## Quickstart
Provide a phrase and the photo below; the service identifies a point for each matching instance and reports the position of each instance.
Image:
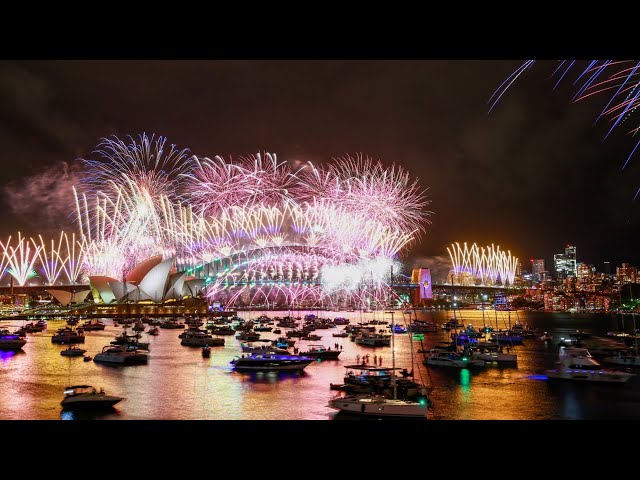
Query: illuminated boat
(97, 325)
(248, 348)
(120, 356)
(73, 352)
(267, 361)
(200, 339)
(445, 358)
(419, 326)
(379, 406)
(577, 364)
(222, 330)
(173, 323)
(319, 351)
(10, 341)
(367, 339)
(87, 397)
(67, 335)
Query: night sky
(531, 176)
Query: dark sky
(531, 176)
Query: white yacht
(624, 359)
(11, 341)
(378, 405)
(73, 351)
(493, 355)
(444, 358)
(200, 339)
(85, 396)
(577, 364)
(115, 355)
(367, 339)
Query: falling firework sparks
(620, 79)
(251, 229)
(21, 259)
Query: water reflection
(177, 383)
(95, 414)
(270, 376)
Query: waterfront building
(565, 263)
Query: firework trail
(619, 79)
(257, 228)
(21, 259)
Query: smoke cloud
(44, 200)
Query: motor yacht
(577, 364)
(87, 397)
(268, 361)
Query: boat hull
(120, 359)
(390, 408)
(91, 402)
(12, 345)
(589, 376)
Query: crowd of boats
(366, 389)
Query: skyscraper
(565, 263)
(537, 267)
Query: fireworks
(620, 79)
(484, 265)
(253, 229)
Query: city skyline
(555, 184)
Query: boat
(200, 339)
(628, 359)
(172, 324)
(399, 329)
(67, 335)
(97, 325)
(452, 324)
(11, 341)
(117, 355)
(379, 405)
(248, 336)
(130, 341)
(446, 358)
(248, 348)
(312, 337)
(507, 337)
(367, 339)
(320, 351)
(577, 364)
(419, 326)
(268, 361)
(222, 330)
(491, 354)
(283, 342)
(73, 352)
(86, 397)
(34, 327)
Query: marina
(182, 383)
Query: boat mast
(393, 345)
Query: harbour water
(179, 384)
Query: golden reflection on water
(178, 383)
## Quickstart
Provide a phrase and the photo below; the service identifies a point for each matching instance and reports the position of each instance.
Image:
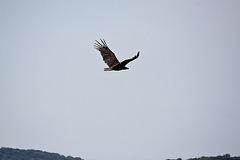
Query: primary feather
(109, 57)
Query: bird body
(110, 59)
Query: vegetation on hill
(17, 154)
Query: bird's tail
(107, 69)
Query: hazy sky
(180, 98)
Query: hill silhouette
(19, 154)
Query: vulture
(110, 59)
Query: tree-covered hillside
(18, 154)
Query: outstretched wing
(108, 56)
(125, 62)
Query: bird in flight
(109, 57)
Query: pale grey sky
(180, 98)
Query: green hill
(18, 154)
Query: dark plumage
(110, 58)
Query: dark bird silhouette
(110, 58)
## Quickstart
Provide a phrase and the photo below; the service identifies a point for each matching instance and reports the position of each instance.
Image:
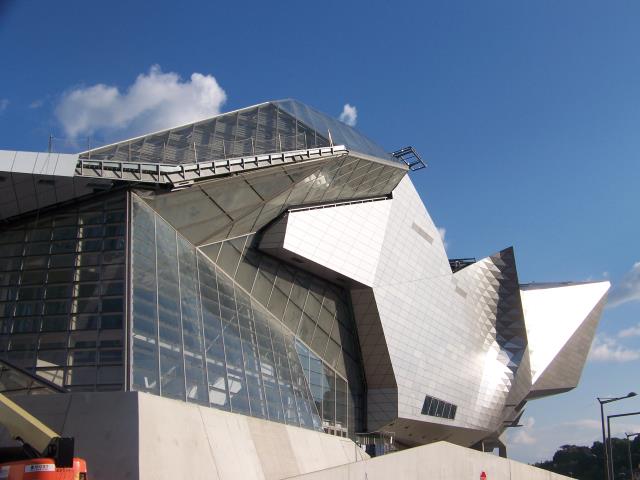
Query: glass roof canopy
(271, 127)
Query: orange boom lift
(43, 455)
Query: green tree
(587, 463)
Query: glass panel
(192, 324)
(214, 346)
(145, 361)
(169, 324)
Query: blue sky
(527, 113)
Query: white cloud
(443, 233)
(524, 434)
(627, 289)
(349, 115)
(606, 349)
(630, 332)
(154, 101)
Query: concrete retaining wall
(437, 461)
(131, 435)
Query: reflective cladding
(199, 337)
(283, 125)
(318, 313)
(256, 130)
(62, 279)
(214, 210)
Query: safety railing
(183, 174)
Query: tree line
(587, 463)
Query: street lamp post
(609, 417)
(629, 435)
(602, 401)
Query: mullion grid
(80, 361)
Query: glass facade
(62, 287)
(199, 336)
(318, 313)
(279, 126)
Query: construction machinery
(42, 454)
* * *
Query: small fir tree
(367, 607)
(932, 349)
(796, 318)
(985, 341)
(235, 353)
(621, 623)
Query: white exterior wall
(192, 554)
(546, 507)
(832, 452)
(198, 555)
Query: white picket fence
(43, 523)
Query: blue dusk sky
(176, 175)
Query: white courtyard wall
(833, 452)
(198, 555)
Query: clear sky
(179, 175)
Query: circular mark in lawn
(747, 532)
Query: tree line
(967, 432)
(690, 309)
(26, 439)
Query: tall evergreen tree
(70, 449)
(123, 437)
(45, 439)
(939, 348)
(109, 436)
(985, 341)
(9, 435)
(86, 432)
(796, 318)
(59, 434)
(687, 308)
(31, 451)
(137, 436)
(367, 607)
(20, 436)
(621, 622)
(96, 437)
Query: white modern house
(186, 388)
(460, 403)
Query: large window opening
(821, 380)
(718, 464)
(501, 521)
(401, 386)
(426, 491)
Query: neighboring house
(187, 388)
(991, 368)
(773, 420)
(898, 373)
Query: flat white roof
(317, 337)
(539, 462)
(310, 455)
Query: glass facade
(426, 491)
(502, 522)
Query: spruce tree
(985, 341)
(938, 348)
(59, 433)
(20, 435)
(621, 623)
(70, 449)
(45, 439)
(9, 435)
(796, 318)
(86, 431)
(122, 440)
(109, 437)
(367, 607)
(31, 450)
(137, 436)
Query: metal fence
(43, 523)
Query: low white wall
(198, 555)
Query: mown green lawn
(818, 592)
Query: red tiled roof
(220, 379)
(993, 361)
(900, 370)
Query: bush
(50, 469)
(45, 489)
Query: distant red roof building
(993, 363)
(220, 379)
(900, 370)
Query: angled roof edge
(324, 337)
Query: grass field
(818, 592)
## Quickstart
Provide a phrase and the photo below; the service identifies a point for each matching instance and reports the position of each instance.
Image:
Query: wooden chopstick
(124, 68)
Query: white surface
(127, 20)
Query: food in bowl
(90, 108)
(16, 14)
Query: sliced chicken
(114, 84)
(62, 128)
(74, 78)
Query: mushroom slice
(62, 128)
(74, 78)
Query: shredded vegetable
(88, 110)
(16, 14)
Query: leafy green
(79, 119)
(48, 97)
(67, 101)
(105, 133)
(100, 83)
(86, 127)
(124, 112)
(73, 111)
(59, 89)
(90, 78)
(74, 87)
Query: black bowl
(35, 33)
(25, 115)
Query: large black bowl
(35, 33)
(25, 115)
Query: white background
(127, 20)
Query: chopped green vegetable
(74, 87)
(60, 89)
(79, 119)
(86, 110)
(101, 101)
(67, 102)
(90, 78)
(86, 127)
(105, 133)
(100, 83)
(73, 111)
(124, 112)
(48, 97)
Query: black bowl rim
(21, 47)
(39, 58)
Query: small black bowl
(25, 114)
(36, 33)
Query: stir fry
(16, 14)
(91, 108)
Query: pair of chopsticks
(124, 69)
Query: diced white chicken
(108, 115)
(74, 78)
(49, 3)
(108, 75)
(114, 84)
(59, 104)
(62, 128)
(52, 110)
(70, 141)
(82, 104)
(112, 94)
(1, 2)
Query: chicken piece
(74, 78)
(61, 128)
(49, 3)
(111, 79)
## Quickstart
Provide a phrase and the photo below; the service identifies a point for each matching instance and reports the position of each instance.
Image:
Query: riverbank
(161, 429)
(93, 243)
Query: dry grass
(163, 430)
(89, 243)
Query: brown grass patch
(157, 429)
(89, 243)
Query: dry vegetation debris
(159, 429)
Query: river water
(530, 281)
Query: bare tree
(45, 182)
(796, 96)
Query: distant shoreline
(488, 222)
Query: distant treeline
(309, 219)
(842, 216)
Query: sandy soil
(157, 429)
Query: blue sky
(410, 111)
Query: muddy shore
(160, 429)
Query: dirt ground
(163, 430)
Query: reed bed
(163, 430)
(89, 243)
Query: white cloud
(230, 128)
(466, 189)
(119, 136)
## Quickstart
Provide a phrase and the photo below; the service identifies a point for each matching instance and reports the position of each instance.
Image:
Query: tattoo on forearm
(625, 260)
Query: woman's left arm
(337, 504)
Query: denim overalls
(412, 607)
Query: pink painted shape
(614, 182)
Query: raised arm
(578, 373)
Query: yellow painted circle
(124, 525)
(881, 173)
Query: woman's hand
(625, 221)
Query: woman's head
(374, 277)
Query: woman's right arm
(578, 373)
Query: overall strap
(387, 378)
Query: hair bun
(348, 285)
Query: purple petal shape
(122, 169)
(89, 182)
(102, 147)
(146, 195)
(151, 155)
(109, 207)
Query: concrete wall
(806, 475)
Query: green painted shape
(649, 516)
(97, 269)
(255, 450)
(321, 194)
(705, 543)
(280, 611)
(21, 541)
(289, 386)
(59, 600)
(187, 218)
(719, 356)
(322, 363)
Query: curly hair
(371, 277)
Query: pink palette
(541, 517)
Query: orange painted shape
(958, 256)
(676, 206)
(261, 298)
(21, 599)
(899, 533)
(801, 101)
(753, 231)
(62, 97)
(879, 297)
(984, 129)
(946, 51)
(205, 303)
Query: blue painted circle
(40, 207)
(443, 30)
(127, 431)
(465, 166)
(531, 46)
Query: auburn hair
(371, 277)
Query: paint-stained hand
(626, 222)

__Aim of the task__
How many lines of the items above contain the word "roof"? Reply with the number alone.

__Result__
5